Work to complete: Set down, word for word, the portion of the article on Hepatitis B or C and dental care that runs between "What should you" and "other health issues.", inclusive.

(Extract to read)

If you've recently been diagnosed with Hepatitis B or C, you may be wondering how to broach this conversation to the people in your life who could potentially be affected -- from a spouse or close family members to your work supervisor (if you work in the healthcare or food service industries) and even other medical providers. While revealing your status to people like your dentist and hygienist can sometimes seem an embarrassing prospect, forgoing routine dental care or hiding your condition can present even worse outcomes. Read on to learn more about approaching this intimate conversation with your dentist, as well as what you should keep in mind while seeking dental care after your diagnosis.
When should you tell your dentist about your Hepatitis B or C diagnosis?
For situations in which it's already been a while since your last cleaning at the time of your diagnosis, you'll want to contact your dentist's office relatively quickly. Although you don't necessarily have to inform your dentist's receptionist of this new development over the phone, getting a cleaning scheduled is important. The more bacteria permitted to build up on or between your teeth, the higher your odds of developing a gum infection or inflammation like gingivitis, which can put a strain on your already-overloaded immune system.
Once you've arrived at your appointment, you may want to discreetly inform the receptionist that you have another health issue to discuss with the dentist, or even slip a note while signing in if others are in within earshot in the waiting room. Although your dentist and staff should be taking all necessary precautions to prevent the spread of blood-borne pathogens like Hepatitis and HIV regardless of the status of any individual patients, letting your dentist know your status before he or she gloves up can give you the opportunity to ask any questions about what this can mean for your dental health as well as give your dentist a better idea of the pros and cons of the various treatment paths he or she may recommend.
What should you know about seeking dental care after being diagnosed with Hepatitis?
Now more than ever, it's important to schedule regular cleanings and checkups with your dentist. Allowing minor tooth decay to continue unabated may put your gums and even jaw bones at risk of infection, straining your immune system as your white blood cells struggle to multitask. By performing cleanings on a regular basis and filling in any cavities (or even performing extractions) as necessary, your dentist can help you maintain a strong and healthy mouth even while dealing with other health issues.

(End Extract to read)
(Record set)

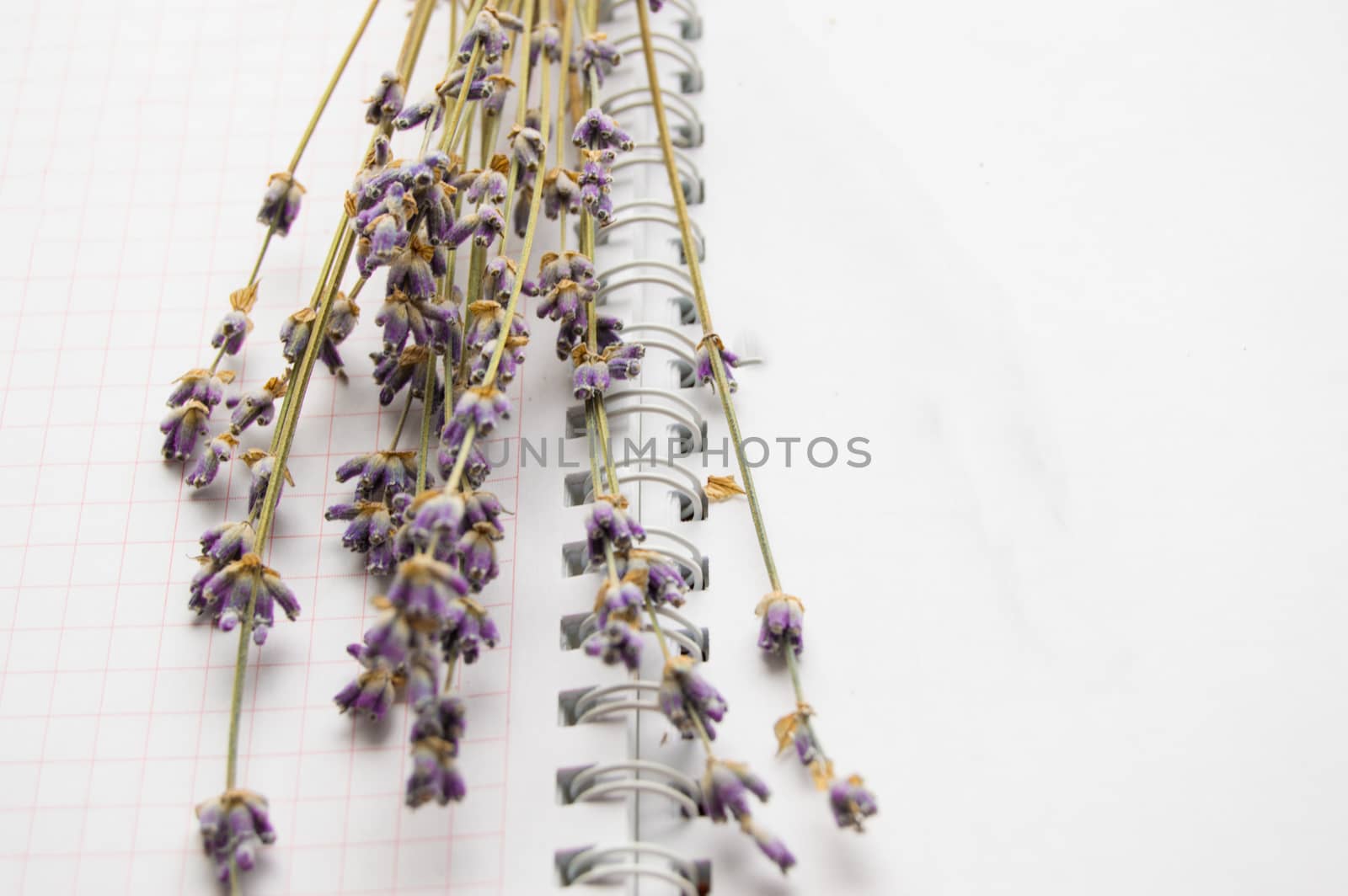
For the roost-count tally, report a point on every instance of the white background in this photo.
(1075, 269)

(End Record set)
(Record set)

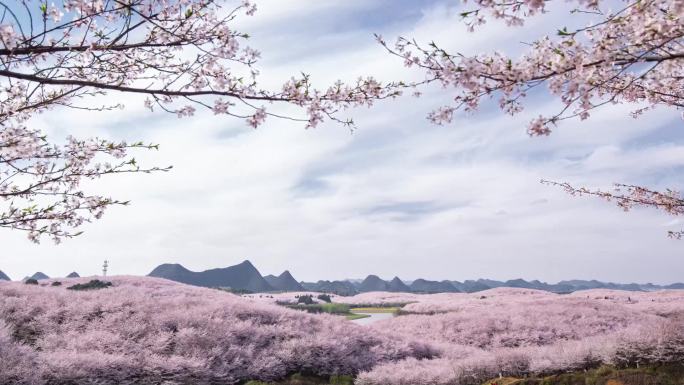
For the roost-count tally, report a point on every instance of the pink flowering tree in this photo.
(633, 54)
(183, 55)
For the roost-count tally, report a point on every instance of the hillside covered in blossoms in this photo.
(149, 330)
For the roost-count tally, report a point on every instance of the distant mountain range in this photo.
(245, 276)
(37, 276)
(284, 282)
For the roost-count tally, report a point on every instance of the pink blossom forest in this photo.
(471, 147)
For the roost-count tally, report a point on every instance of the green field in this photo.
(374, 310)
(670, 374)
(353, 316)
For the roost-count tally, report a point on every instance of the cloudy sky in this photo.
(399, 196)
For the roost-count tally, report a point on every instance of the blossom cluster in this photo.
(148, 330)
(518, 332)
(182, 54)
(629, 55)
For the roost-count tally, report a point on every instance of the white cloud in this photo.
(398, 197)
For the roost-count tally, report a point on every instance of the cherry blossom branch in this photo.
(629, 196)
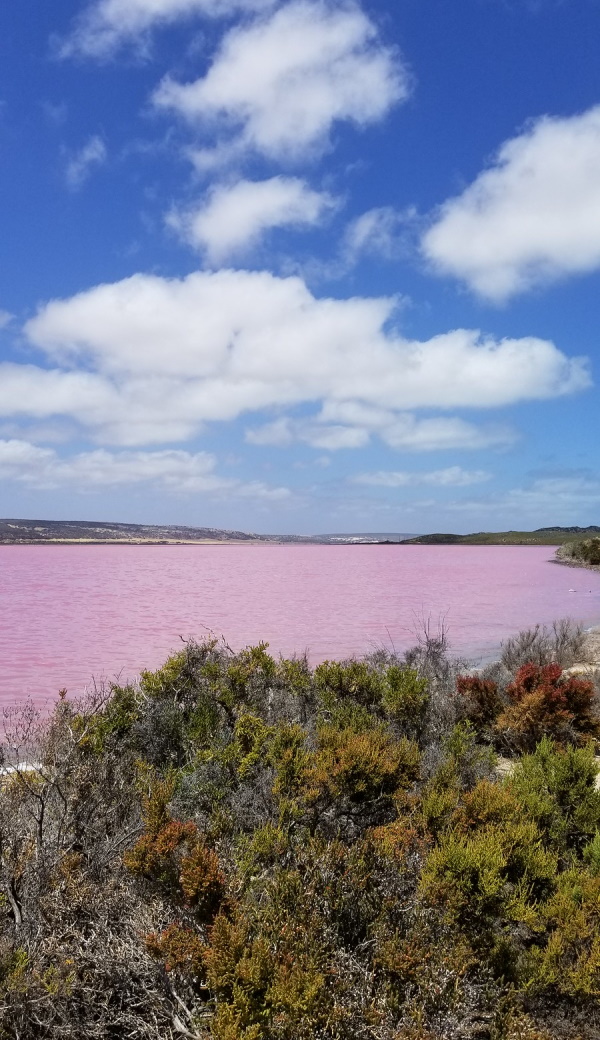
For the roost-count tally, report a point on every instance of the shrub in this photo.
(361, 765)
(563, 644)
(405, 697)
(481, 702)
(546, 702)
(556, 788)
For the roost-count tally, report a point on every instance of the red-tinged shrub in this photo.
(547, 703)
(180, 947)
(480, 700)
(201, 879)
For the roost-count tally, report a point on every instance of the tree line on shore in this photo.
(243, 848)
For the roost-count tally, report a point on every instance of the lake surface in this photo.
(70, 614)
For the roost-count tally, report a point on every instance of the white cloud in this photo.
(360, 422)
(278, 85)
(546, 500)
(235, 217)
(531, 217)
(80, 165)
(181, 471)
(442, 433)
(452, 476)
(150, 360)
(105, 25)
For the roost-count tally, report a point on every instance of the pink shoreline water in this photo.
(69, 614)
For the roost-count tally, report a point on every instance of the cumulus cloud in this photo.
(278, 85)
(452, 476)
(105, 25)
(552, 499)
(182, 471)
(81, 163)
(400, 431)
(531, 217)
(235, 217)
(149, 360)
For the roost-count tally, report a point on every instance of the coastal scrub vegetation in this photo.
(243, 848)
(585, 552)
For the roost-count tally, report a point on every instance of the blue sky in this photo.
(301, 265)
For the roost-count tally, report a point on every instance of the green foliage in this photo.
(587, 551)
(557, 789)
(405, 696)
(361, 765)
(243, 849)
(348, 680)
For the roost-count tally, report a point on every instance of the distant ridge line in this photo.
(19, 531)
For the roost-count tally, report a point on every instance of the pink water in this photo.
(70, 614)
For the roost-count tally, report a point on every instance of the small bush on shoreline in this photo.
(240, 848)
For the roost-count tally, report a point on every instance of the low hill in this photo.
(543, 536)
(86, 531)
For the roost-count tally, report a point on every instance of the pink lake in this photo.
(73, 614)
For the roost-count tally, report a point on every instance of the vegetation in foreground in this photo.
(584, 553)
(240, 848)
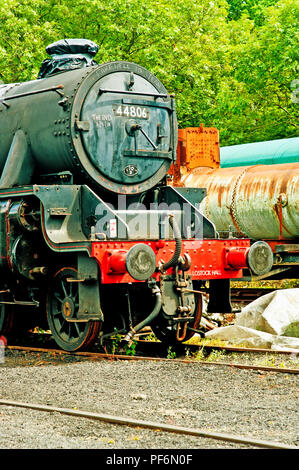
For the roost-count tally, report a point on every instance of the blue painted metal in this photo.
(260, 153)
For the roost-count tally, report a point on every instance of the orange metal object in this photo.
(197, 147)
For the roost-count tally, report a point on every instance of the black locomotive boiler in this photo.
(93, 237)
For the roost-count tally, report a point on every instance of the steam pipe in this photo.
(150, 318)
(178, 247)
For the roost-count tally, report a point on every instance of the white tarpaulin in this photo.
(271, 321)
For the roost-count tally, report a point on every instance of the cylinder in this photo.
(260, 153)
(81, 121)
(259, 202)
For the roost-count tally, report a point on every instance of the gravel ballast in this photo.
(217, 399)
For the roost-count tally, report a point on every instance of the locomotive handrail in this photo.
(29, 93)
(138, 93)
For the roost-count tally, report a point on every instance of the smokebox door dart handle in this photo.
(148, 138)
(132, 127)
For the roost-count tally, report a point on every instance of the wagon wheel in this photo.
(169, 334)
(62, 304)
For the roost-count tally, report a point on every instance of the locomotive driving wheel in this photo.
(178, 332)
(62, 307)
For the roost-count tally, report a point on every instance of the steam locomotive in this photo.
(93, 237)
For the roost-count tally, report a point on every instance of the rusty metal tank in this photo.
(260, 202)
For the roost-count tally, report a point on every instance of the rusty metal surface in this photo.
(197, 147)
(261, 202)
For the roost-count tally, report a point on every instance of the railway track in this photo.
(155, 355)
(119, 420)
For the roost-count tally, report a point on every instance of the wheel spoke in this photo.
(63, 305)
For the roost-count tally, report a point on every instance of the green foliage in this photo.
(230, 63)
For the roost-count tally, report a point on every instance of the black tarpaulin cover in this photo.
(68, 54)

(End Record set)

Problem solution:
What should you know about seeking dental care after being diagnosed with Hepatitis?
Now more than ever, it's important to schedule regular cleanings and checkups with your dentist. Allowing minor tooth decay to continue unabated may put your gums and even jaw bones at risk of infection, straining your immune system as your white blood cells struggle to multitask. By performing cleanings on a regular basis and filling in any cavities (or even performing extractions) as necessary, your dentist can help you maintain a strong and healthy mouth even while dealing with other health issues.